═══ Items
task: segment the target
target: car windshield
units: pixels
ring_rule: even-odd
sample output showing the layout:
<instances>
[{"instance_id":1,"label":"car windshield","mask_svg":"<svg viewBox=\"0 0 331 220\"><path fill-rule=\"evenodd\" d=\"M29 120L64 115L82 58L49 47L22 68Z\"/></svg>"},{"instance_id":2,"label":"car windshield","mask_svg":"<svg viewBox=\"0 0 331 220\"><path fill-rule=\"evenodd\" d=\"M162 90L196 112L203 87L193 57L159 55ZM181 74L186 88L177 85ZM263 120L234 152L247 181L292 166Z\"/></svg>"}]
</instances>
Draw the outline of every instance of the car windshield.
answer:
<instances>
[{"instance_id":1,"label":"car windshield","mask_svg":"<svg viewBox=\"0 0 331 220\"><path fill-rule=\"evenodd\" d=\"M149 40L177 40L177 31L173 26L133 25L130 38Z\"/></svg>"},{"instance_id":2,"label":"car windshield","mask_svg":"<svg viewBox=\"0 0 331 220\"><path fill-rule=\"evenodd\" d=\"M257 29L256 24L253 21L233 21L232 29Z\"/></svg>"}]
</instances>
══════
• **Problem statement**: Output all of the material, please, exactly as it stands.

• **Reply to the exercise**:
task: segment the target
target: car windshield
units: pixels
ring_rule: even-odd
sample output showing the layout:
<instances>
[{"instance_id":1,"label":"car windshield","mask_svg":"<svg viewBox=\"0 0 331 220\"><path fill-rule=\"evenodd\" d=\"M29 120L64 115L82 58L49 47L22 68Z\"/></svg>"},{"instance_id":2,"label":"car windshield","mask_svg":"<svg viewBox=\"0 0 331 220\"><path fill-rule=\"evenodd\" d=\"M162 90L196 112L203 87L193 57L159 55ZM181 74L186 88L177 85ZM263 120L234 152L247 181L292 166Z\"/></svg>"}]
</instances>
Draw the outline of every instance of the car windshield.
answer:
<instances>
[{"instance_id":1,"label":"car windshield","mask_svg":"<svg viewBox=\"0 0 331 220\"><path fill-rule=\"evenodd\" d=\"M149 40L177 40L177 31L173 26L133 25L130 38Z\"/></svg>"},{"instance_id":2,"label":"car windshield","mask_svg":"<svg viewBox=\"0 0 331 220\"><path fill-rule=\"evenodd\" d=\"M257 29L256 24L253 21L233 21L232 29Z\"/></svg>"}]
</instances>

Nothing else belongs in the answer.